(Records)
>> BEGIN

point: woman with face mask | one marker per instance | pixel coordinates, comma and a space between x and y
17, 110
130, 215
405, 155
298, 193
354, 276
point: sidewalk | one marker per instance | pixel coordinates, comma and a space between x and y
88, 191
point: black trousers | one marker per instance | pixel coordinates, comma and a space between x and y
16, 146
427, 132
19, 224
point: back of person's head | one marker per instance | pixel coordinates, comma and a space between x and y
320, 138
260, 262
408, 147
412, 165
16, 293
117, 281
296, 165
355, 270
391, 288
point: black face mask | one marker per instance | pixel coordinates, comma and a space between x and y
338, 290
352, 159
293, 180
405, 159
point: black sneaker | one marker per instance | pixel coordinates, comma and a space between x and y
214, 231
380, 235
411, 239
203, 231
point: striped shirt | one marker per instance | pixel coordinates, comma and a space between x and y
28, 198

>> END

Exercise task
Please update the records above by changing each "one marker per instance" to "one marker per object", and write out all the lines again with nothing else changed.

Written solution
point: woman with face mask | one marker per object | pixel coordinates, comma and a space between x and y
17, 110
130, 215
405, 155
298, 193
354, 276
point: sidewalk | one marker per object | pixel coordinates, comma and a space between x and y
88, 191
point: black trousers | one marker per object | pixel coordinates, comma and a space between x and y
16, 146
427, 132
19, 224
point: back of person's head | one marker per object | pixel coordinates, comma and a space between x and y
320, 138
260, 262
408, 147
412, 165
16, 293
117, 281
296, 165
355, 270
391, 288
point: black face mask | one marker per object | pixel coordinates, comma and a space between x and y
338, 290
352, 159
293, 180
405, 159
point: black sneaker | one marker per object | pixel coordinates, comma and a space between x and y
214, 231
380, 235
411, 239
203, 231
point: striped shirt | one marker per object | pixel coordinates, comma and a space between x and y
28, 198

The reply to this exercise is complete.